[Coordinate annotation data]
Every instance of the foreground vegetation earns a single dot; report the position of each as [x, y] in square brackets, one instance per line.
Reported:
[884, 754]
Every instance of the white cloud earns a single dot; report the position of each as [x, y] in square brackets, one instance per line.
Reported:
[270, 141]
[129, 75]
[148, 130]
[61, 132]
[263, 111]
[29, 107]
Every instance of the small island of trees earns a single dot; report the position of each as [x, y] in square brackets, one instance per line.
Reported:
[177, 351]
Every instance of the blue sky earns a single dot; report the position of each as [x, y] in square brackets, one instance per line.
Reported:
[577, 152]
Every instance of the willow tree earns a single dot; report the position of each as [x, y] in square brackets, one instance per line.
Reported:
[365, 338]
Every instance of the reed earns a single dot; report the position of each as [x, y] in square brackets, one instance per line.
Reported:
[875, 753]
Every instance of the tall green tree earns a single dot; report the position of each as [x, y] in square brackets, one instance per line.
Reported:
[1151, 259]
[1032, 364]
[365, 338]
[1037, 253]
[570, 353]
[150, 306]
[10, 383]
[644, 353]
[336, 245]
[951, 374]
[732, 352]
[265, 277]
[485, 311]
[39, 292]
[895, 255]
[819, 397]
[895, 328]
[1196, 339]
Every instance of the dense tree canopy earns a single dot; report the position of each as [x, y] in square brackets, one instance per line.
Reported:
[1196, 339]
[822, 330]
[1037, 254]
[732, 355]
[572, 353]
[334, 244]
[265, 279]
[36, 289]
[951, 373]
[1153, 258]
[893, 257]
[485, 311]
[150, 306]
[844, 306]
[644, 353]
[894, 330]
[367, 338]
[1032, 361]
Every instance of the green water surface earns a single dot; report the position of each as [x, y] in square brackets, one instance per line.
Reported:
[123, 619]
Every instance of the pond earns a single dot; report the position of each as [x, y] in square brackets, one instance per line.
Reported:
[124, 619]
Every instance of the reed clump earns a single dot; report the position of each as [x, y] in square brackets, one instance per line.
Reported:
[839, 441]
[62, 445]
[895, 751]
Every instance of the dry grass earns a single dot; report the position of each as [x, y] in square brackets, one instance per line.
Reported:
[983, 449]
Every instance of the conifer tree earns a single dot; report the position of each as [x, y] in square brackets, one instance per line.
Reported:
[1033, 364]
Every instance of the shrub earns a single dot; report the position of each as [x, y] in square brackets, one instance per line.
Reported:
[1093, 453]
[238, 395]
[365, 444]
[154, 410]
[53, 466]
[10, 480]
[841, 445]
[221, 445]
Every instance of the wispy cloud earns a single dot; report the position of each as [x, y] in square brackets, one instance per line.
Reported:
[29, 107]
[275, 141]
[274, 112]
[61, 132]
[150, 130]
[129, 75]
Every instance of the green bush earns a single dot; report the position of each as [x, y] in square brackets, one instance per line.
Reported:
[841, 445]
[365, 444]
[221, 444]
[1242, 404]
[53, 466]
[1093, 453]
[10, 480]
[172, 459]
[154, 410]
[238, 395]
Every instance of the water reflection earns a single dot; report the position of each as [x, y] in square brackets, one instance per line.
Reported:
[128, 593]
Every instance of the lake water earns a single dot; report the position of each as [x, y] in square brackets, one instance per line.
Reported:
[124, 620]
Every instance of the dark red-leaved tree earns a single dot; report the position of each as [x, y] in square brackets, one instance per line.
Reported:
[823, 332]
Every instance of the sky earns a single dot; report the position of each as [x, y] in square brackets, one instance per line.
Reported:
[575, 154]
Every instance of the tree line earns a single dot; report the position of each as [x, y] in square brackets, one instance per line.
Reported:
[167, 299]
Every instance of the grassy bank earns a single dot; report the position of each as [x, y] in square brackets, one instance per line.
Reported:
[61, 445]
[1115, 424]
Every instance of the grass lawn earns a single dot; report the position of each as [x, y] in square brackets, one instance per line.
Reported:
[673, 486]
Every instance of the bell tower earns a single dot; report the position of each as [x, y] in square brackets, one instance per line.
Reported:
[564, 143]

● Given request: Rewrite all of the data above, replacing every instance of "earns a single dot" with "gets one marker" and leaving everything else as it is.

● Solution for this problem:
Every instance of the foreground vegetation gets one marker; report the position of each as [x, y] in square brackets, one instance per line.
Reported:
[884, 754]
Every instance of the white cloud gets one marker; report the position of each as [x, y] in square brackets, one instance per line.
Reported:
[270, 141]
[129, 75]
[148, 130]
[61, 132]
[263, 111]
[29, 107]
Every instance of the small island of trees gets one marker; report the position of each as [x, y] in square brackets, one instance per line.
Reported:
[177, 351]
Every instance of the blue sky gets one marker; report the position of each as [x, y] in square brackets, one instance per line.
Reported:
[577, 152]
Every instance of the willow tree gets one marker; report the position of each as [x, y] in square brackets, one instance per line.
Reported:
[365, 338]
Every instance of the reed gets one marker; report the position of each as [x, y] in square brackets, one instance per line.
Reported:
[875, 753]
Every instance of the tall green tree gets one marker; report the position of each as [x, y] in square brackets, one instance per line.
Reported:
[1151, 259]
[1032, 364]
[365, 338]
[1037, 253]
[570, 353]
[150, 306]
[10, 383]
[644, 353]
[336, 245]
[951, 374]
[732, 352]
[265, 277]
[485, 311]
[39, 292]
[895, 255]
[819, 397]
[895, 328]
[1196, 339]
Every instance of the dense tree canopy gets one marker; report the position of each as [x, y] in square brackets, one instance per line.
Reported:
[1196, 339]
[822, 330]
[1037, 254]
[732, 355]
[572, 353]
[334, 244]
[265, 279]
[36, 289]
[951, 373]
[1153, 258]
[893, 257]
[485, 311]
[150, 306]
[844, 306]
[644, 353]
[894, 330]
[367, 338]
[1032, 361]
Every instance of the green water surface gets one marker; report the position of each as [x, y] in square brackets, one instance per line.
Reported:
[123, 619]
Every instance of the pond gets one marker; report the position of each as [x, y] in square brackets, one instance per line.
Reported:
[124, 619]
Every instance of the reed clump gets one marker; report the position of each as [x, y] in square brackets, one instance per line.
Reported:
[839, 441]
[62, 445]
[895, 751]
Every instance of the dry grass gets one marker; report the position of each as [x, y] in square brackets, one instance per line.
Reported:
[983, 449]
Every instance of the conifer tree gets one marker; report the position of each as [x, y] in square brackets, one instance per line.
Reported:
[1033, 364]
Every instance of the shrub gets one marker; report the position of each as [x, y] in square brackets, one instance per line.
Reported:
[1093, 453]
[238, 395]
[365, 444]
[154, 410]
[53, 466]
[10, 480]
[841, 445]
[221, 445]
Every instance of the wispy cloud gets one marker; report the position of each as [x, y] in square brackets, one instance per line.
Reported:
[29, 107]
[275, 141]
[274, 112]
[61, 132]
[150, 130]
[129, 75]
Every instance of the green bush gets one marker; report the position of each as [x, y] in square brackets, one instance per line.
Reported:
[841, 445]
[365, 444]
[221, 444]
[1242, 404]
[53, 466]
[1093, 453]
[10, 480]
[172, 459]
[154, 410]
[238, 395]
Every instance of the water reflection gets one marker; report the position of each as [x, y] in square brackets, one instance per line.
Reported:
[128, 593]
Every instance of the lake water gets one marker; report the position of each as [x, y] in square brackets, one instance per line.
Reported:
[124, 620]
Every instance of the dark red-leaved tree gets one marker; report the position of each as [x, y] in square brackets, one instance per line.
Reported:
[823, 332]
Every instance of the sky gets one marker; report the position of each as [x, y] in square brackets, one instance per line.
Reported:
[575, 154]
Every instance of the tree line gets one marker; report the position of each as [x, y] in square brackets, one instance per line.
Reported:
[167, 299]
Every instance of the grassy bank gets one marker; report the position of each as [x, y] in square brackets, one instance per line.
Reported:
[61, 445]
[1115, 424]
Every instance of the grass lawn gets one marker; report the position of each as [x, y] in square brackets, one instance per line.
Reported:
[673, 486]
Every instance of the bell tower gets one marker; report the position of each as [x, y] in square brackets, one instance per line.
Reported:
[564, 143]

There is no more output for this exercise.